* _Directive 1_
Extract every line of the listing below that contains the string "carved". Case counts.

* _Page_
## begin

# The top 15 movies on IMDb

## Main objectives: 
    1. Fetch top 15 movies with a minimum of 100 votes
    2. Ranking = (numVotes / averageNumberOfVotes) * averageRating
    3. List of the title of these top 15 movies


### Method:
    1. Import the files into Jupyter notebook
    2. Point to the files with abspath
    3. Read the .tsv file containing the rating informations into a dataframe and then convert it into rdd type
    4. Do same for the .tsv file containing the tile informations
    5. Filter all movies, short movies, tv episodes, etc. so that only those that have 100 or more number of votes remain
    6. Join data using the join function, using the 'tconst' as the key
    7. Filter the joined data so that only movies are left
    8. Calculate the ranking using the formula
    9. Loop through the final list and print out top 15 movies

In [1]:
from pyspark import SparkContext
from functions import filter_100_votes, tuple_conversion, filter_movies, find_mean, rank

In [2]:
import pathlib
path_to_ratings = pathlib.Path('raw_data/title.ratings.tsv')
abs_path = os.path.abspath(path_to_ratings)
df_ratings = spark.read.csv(abs_path, sep=r'\t', header=True).select('tconst','averageRating','numVotes')
rdd_ratings = df_ratings.rdd.map(list)
rdd_ratings.top(3)

[['tt9916778', '7.3', '24'],
 ['tt9916766', '6.9', '14'],
 ['tt9916720', '6.0', '57']]

In [3]:
path_to_titles = pathlib.Path('raw_data/title.basics.tsv')
abs_path = os.path.abspath(path_to_titles)
df_titles = spark.read.csv(abs_path, sep=r'\t', header=True).select('tconst','titleType','primaryTitle')
rdd_titles = df_titles.rdd.map(list)
rdd_titles.top(3)

[['tt9916880', 'tvEpisode', 'Horrid Henry Knows It All'],
 ['tt9916856', 'short', 'The Wind'],
 ['tt9916852', 'tvEpisode', 'Episode #3.20']]

In [4]:
rdd_ratings = filter_100_votes(rdd_ratings)

In [5]:
rdd_ratings_pair = tuple_conversion(rdd_ratings)
rdd_titles_pair = tuple_conversion(rdd_titles)

In [6]:
rdd_joined = rdd_ratings_pair.join(rdd_titles_pair)
rdd_movies = filter_movies(rdd_joined)
rdd_movies.take(1)

[('tt0000009',
  (['tt0000009', '5.9', '154'], ['tt0000009', 'movie', 'Miss Jerry']))]

In [7]:
top_15_ranked = rank(rdd_movies).take(15)

In [8]:
for each_term in top_15_ranked:
    print(each_term[1][1][2])

The Shawshank Redemption
The Dark Knight
Inception
Fight Club
Pulp Fiction
Forrest Gump
The Godfather
The Lord of the Rings: The Return of the King
The Lord of the Rings: The Fellowship of the Ring
The Matrix
The Lord of the Rings: The Two Towers
The Dark Knight Rises
Interstellar
Se7en
Gladiator

## end

* _Directive 2_
Answer these questions from the page on the top IMDb movies above, one answer per line:
(a) What is the minimum number of votes a movie needs to be included?
(b) Which column serves as the key when the rating and title data are joined?
(c) Which title is printed last in the top 15 list?

* _Dataset content_
## begin

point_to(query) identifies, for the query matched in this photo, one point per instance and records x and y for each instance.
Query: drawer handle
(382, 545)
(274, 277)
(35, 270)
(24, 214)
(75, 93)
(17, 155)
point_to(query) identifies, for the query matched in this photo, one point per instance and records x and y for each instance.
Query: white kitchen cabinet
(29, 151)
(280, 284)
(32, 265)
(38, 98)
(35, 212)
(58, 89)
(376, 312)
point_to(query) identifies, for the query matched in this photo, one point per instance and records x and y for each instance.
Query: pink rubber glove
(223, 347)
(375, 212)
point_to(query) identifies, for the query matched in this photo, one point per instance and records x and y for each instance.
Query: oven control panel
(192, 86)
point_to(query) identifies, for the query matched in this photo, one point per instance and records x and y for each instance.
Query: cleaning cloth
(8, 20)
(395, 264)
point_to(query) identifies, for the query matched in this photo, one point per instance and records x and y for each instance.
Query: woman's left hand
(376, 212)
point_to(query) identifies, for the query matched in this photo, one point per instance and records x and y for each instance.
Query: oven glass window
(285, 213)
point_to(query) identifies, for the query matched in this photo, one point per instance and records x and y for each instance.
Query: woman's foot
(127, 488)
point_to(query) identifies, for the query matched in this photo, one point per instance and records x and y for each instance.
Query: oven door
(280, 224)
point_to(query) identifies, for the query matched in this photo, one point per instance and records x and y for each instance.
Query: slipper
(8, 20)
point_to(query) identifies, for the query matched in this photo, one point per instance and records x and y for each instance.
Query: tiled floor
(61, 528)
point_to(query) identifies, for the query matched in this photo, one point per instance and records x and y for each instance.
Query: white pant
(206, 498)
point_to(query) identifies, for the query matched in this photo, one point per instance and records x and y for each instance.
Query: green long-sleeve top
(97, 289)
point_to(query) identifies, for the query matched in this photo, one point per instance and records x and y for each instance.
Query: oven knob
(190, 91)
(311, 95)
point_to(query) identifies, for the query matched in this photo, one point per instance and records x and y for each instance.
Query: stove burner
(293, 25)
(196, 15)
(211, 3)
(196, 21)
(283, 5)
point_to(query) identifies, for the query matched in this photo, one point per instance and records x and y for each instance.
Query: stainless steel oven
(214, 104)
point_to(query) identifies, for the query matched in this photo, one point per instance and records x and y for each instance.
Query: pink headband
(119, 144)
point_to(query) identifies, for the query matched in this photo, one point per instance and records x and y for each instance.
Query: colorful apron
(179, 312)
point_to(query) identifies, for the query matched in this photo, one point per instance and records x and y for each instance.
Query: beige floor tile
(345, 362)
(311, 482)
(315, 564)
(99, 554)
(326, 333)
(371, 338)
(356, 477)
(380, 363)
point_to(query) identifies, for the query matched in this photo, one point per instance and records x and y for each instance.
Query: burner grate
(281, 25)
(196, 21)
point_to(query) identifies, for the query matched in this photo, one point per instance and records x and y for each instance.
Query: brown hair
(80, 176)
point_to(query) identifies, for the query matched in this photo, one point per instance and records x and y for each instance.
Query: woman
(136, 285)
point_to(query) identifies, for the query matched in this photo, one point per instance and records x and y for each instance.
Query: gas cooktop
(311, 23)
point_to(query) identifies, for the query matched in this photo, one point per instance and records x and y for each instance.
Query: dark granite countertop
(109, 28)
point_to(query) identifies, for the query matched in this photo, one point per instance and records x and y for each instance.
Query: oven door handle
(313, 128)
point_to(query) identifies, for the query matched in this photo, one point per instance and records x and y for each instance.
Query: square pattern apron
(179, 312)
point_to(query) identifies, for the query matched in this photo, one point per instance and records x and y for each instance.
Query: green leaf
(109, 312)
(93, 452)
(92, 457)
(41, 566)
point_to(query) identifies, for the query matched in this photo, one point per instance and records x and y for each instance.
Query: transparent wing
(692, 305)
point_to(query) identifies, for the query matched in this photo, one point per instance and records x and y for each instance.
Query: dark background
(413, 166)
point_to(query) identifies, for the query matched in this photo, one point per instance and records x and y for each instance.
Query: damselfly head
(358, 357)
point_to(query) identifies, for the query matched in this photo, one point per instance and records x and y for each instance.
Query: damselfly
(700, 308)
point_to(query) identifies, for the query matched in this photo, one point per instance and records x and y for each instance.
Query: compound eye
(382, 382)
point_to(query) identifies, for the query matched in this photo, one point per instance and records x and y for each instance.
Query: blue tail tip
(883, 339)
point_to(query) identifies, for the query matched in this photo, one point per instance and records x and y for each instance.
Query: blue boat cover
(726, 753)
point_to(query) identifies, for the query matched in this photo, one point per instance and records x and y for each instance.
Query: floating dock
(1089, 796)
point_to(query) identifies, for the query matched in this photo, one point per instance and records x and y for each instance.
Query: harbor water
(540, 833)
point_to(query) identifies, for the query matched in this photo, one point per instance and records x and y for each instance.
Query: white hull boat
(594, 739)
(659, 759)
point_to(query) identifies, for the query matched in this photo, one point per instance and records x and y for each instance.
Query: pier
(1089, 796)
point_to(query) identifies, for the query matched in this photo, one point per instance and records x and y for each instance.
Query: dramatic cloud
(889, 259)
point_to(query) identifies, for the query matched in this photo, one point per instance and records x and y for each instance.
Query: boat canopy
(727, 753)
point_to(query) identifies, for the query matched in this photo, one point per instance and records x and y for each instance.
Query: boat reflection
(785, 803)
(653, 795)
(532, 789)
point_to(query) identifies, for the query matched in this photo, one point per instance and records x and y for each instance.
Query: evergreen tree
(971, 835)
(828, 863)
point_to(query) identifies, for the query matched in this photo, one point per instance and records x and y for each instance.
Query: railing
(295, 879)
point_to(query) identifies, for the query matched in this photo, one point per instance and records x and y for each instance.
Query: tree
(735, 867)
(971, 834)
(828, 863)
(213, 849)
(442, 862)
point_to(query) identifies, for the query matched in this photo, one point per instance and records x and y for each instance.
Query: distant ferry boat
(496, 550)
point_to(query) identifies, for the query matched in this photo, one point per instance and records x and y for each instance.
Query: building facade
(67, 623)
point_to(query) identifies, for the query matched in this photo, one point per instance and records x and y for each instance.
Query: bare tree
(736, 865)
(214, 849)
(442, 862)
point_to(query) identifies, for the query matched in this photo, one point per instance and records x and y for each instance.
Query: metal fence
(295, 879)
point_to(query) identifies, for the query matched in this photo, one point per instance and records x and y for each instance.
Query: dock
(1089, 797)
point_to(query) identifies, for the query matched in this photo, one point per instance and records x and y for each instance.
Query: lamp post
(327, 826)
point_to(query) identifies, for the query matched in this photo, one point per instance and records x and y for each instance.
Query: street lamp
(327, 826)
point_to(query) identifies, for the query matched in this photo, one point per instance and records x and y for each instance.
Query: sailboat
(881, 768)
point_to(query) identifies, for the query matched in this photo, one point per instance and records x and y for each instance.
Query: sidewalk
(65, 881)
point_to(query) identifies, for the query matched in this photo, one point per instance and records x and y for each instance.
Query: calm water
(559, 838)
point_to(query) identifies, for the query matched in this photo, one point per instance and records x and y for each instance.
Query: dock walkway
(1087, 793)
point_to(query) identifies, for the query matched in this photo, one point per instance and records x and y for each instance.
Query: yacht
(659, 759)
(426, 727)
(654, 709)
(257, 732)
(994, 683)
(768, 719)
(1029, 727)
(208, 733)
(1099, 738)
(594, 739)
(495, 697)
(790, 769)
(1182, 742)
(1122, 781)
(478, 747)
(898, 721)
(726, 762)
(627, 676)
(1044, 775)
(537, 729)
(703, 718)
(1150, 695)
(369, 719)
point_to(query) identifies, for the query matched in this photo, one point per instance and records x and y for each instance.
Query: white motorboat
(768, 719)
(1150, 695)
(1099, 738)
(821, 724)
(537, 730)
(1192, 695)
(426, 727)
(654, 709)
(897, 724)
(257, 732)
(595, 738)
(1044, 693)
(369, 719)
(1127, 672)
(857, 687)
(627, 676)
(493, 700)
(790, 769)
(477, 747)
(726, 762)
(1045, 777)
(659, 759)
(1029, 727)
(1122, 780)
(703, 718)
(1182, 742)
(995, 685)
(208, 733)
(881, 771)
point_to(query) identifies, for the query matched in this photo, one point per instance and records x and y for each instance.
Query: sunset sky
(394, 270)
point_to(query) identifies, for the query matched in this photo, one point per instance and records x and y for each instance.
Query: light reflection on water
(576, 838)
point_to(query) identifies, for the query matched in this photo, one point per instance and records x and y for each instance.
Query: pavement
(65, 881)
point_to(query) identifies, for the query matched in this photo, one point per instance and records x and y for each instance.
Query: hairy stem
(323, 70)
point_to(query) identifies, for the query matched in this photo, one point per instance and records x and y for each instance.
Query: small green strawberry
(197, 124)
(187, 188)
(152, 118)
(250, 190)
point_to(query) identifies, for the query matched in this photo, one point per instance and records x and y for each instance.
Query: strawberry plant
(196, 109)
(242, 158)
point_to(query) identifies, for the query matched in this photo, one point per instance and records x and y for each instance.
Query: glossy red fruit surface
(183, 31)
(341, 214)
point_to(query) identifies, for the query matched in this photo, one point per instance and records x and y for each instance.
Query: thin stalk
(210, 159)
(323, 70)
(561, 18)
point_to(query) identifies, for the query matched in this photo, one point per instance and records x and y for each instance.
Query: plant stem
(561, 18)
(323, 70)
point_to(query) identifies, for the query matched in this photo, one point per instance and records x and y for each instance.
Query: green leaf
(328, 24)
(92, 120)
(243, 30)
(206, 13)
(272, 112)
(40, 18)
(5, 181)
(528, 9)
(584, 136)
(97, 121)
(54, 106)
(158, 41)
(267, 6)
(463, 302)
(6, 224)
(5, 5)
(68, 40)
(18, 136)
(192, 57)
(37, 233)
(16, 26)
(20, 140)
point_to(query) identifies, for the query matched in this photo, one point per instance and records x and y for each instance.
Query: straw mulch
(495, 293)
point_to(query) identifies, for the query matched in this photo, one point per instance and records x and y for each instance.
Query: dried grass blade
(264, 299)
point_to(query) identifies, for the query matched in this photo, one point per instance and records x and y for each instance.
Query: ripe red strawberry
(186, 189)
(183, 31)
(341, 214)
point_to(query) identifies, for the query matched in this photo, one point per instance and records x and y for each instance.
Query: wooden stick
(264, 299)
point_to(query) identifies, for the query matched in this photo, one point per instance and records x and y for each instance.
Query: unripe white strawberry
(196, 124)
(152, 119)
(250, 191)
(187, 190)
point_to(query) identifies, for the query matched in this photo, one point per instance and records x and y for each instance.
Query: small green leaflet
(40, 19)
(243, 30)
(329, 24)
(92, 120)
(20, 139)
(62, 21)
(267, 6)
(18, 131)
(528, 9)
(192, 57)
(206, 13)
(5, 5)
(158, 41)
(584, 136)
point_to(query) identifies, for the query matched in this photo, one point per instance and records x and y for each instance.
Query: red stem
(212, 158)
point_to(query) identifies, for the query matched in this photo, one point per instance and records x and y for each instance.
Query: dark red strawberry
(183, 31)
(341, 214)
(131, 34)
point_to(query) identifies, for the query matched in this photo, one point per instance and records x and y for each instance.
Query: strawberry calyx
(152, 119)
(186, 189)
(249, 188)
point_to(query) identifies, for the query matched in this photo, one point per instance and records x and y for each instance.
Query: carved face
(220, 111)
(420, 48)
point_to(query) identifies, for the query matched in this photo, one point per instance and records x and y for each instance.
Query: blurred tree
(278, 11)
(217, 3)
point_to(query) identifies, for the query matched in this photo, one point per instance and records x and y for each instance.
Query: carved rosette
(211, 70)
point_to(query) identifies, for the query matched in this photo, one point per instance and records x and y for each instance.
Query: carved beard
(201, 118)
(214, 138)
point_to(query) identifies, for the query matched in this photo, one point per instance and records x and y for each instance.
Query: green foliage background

## end

* _Expected output 1_
Query: carved face
Query: carved rosette
Query: carved beard

* _Expected output 2_
(a) 100
(b) 'tconst'
(c) Gladiator